**Exercise description**
Return every line of the listing below that contains the string "feather".

**Extracted data entries**
##############################
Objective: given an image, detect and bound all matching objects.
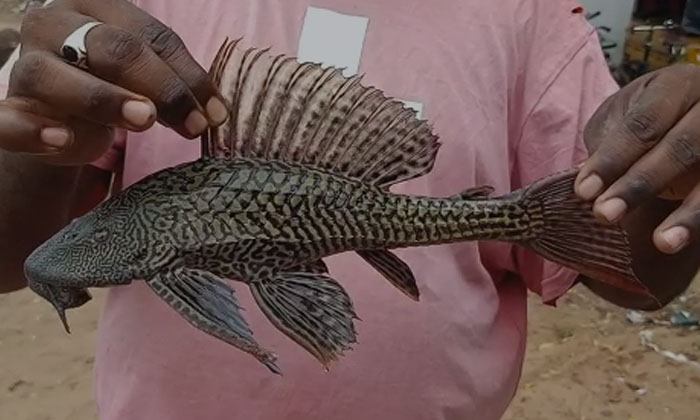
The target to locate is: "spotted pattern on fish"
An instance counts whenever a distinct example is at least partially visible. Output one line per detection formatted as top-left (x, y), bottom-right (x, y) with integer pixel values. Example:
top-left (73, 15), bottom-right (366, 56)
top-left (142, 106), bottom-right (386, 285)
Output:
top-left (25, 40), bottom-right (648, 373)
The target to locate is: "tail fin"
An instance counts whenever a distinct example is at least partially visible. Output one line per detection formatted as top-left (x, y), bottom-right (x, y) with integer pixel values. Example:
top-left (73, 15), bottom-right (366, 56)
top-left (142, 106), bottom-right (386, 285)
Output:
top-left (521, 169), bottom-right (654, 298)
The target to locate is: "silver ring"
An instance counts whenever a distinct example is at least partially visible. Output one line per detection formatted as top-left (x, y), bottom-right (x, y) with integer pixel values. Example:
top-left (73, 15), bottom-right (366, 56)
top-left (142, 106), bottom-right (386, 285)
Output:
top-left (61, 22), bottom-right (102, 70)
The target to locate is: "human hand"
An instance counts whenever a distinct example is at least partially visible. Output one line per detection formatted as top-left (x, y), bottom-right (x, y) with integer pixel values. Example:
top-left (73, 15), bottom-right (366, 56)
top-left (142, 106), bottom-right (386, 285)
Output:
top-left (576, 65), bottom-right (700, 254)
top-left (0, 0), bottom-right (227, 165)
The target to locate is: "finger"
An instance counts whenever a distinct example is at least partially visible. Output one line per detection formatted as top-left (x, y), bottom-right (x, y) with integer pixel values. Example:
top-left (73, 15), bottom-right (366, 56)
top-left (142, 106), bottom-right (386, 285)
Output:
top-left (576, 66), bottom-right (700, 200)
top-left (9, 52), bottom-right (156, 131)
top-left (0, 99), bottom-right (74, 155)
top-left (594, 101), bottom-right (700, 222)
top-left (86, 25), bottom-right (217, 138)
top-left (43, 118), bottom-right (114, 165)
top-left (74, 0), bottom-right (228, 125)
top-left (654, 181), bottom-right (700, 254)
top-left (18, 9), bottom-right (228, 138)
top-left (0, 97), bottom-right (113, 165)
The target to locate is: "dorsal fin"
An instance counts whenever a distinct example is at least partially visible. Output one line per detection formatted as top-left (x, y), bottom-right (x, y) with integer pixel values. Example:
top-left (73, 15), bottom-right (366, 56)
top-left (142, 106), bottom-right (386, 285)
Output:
##############################
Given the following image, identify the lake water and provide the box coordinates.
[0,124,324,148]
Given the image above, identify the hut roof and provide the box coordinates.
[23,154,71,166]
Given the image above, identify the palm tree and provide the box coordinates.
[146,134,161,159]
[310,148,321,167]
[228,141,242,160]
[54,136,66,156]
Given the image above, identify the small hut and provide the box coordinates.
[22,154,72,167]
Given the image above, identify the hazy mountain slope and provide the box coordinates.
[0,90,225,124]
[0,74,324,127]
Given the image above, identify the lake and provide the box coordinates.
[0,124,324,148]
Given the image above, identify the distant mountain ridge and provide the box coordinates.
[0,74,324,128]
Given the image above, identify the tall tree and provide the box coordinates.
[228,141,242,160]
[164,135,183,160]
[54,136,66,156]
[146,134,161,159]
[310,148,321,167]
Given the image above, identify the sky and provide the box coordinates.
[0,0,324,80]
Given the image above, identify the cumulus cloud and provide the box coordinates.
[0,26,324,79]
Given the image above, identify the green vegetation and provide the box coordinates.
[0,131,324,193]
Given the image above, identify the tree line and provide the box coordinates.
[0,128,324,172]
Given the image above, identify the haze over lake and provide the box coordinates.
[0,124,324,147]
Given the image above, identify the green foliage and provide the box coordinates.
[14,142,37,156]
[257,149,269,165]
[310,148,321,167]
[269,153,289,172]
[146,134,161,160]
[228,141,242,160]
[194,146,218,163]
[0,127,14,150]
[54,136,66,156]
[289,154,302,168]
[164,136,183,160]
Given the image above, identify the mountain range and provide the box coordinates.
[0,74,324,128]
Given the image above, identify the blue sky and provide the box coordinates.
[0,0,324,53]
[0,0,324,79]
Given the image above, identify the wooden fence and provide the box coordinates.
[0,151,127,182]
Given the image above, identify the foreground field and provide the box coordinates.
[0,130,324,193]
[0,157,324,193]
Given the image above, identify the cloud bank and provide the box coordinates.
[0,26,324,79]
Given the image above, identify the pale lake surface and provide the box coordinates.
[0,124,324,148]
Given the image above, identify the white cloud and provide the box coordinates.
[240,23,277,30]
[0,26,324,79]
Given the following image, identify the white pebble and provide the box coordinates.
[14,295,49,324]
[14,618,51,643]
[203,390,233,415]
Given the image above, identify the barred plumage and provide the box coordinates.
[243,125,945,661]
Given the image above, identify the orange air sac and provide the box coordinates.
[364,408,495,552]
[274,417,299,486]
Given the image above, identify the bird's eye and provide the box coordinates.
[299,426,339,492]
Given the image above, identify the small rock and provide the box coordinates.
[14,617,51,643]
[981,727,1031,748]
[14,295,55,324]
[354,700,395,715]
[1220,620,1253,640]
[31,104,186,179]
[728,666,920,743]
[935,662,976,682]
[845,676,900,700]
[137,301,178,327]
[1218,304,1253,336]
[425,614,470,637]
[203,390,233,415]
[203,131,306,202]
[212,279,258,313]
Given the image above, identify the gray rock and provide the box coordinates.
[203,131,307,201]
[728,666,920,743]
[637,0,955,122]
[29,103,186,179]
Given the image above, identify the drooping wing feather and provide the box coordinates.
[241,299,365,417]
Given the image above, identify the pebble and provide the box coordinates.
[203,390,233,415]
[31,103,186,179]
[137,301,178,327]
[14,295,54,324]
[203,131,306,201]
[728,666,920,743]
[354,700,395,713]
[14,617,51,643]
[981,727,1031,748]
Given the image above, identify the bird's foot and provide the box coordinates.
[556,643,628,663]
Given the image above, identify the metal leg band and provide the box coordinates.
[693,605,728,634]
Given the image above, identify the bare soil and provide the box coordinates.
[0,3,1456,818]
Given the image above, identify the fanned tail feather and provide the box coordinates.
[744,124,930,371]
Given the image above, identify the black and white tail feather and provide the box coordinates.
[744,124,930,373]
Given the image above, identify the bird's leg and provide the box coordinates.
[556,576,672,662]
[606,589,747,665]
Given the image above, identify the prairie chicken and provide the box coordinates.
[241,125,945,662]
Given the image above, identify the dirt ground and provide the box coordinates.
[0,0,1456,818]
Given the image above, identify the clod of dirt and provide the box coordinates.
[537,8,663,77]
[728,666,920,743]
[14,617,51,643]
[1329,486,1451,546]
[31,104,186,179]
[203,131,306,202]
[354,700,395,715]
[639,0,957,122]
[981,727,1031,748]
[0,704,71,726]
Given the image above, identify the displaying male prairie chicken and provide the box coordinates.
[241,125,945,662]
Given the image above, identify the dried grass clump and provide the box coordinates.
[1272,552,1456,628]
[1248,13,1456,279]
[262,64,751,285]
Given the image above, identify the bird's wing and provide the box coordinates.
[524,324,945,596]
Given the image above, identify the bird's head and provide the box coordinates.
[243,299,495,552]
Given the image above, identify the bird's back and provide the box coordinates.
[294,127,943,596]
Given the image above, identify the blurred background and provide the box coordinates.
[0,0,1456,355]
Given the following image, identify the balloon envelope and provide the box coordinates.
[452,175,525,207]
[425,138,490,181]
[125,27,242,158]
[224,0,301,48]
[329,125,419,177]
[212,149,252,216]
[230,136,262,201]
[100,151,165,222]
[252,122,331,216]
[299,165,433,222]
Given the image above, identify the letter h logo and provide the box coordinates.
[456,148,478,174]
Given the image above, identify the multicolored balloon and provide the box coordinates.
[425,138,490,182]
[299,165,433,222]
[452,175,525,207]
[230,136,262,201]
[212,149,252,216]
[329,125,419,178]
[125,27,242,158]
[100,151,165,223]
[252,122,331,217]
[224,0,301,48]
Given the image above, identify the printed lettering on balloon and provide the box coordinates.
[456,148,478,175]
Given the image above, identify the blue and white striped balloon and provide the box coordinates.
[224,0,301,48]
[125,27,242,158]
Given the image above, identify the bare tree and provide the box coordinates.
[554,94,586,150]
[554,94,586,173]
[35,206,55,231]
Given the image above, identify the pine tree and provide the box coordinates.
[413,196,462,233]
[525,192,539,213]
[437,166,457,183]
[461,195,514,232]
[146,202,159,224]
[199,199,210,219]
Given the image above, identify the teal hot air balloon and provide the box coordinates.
##############################
**Correct result**
Given the image above, identify the drooping wing feather and provide the box coordinates.
Given the image above, identify the fanned tail feather and provide the box coordinates.
Given the image above, identify the black and white tail feather and provide the box coordinates.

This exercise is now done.